[THE DATA]
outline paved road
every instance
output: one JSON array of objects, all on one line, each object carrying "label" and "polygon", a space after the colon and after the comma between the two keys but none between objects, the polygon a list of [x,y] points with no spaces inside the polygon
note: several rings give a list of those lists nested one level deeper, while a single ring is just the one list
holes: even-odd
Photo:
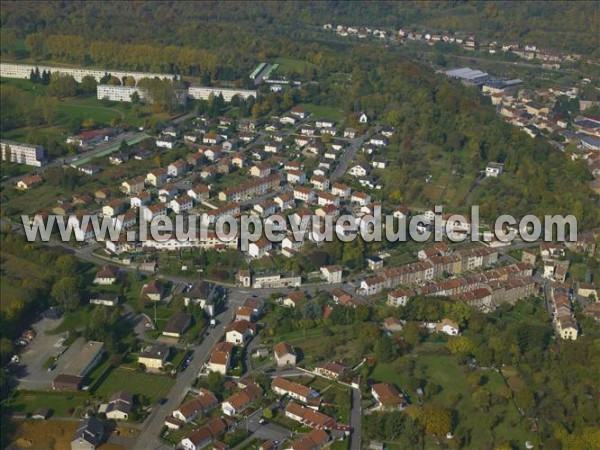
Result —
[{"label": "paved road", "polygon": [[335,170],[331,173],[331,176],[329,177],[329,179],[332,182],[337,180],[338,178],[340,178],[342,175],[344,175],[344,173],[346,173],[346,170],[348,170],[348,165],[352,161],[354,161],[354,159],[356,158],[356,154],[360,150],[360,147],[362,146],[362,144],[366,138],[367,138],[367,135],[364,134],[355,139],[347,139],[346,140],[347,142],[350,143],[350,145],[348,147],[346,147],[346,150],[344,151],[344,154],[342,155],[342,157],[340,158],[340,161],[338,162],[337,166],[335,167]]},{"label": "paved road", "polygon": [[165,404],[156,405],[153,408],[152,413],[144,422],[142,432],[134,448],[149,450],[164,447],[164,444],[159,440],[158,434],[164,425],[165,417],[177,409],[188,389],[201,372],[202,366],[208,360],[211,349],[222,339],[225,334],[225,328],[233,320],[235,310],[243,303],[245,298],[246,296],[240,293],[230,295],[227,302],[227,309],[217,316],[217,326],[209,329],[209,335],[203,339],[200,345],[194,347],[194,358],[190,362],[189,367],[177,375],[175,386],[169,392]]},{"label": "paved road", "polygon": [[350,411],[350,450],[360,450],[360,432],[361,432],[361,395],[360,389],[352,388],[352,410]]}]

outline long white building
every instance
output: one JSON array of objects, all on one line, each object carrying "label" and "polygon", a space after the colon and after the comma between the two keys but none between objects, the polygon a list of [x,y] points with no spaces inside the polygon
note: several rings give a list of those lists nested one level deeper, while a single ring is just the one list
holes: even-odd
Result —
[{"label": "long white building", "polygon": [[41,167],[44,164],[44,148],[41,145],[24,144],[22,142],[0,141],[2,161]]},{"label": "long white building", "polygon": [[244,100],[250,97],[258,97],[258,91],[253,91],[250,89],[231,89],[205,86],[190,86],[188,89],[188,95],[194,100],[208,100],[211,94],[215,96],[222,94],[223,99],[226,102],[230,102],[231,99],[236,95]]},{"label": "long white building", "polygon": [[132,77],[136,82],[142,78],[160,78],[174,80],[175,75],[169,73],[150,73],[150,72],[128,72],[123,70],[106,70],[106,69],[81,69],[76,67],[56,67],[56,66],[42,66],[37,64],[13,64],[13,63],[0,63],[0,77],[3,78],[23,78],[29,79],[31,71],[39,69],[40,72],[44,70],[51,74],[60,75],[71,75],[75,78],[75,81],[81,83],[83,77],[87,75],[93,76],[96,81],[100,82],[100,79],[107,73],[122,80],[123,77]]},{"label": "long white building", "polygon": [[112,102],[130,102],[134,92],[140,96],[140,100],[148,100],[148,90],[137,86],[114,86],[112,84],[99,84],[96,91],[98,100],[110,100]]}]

[TASK DETAILS] Down to the final line, restate the material above word for word, but omit its pictures.

[WRITTEN SOLUTION]
outline paved road
every instance
output: one JSON array of objects, all on one line, each object carrying "label" and "polygon", a space after the colon and after the comma between the two keys but none between objects, the polygon a list of [x,y] points with no spaces inside the polygon
note: several rings give a list of those lists nested one level deeper, while a single ring is just the one list
holes: even-odd
Photo:
Result —
[{"label": "paved road", "polygon": [[335,170],[331,173],[331,176],[329,177],[329,179],[332,182],[337,180],[338,178],[340,178],[342,175],[344,175],[344,173],[346,173],[346,170],[348,170],[348,165],[352,161],[354,161],[354,159],[356,158],[356,154],[360,150],[360,147],[362,146],[362,144],[366,138],[367,138],[367,135],[364,134],[355,139],[347,139],[346,140],[347,142],[350,143],[350,145],[348,147],[346,147],[346,150],[344,151],[344,154],[342,155],[342,157],[340,158],[340,161],[338,162],[337,166],[335,167]]},{"label": "paved road", "polygon": [[165,404],[156,405],[153,408],[152,413],[144,422],[142,432],[134,448],[149,450],[164,447],[164,444],[159,440],[158,434],[164,425],[165,417],[177,409],[188,389],[201,372],[202,366],[208,360],[211,349],[222,339],[225,334],[225,328],[233,320],[235,310],[243,303],[245,298],[246,296],[240,293],[230,295],[227,302],[227,309],[217,316],[217,326],[209,329],[209,335],[203,339],[200,345],[194,347],[194,358],[190,362],[189,367],[177,375],[175,386],[169,392]]},{"label": "paved road", "polygon": [[350,411],[350,450],[360,450],[360,432],[361,432],[361,395],[360,389],[352,388],[352,410]]}]

outline long white building
every instance
output: one JSON array of objects, all on one line, each object carrying "label" and "polygon", a space after the colon and after the comma between the two keys but none between objects, the polygon a list of [x,y] points with no spaces inside the polygon
note: several rings give a list of those lists nested one level deeper, while a single ring is just the one list
holes: even-odd
Result —
[{"label": "long white building", "polygon": [[41,167],[44,164],[44,148],[41,145],[24,144],[22,142],[0,141],[2,161]]},{"label": "long white building", "polygon": [[244,100],[250,97],[258,97],[258,91],[253,91],[250,89],[231,89],[205,86],[190,86],[188,89],[188,95],[194,100],[208,100],[211,94],[215,96],[222,94],[223,99],[226,102],[230,102],[231,99],[236,95]]},{"label": "long white building", "polygon": [[132,77],[136,82],[142,78],[160,78],[174,80],[175,75],[169,73],[150,73],[150,72],[128,72],[123,70],[106,70],[106,69],[81,69],[76,67],[56,67],[56,66],[42,66],[37,64],[13,64],[13,63],[0,63],[0,77],[3,78],[23,78],[29,79],[31,71],[39,69],[40,72],[44,70],[51,74],[60,75],[71,75],[75,78],[75,81],[81,83],[83,77],[87,75],[93,76],[96,81],[100,82],[100,79],[107,73],[122,80],[123,77]]},{"label": "long white building", "polygon": [[112,102],[130,102],[134,92],[140,96],[140,100],[148,100],[148,90],[137,86],[114,86],[112,84],[99,84],[96,91],[98,100],[110,100]]}]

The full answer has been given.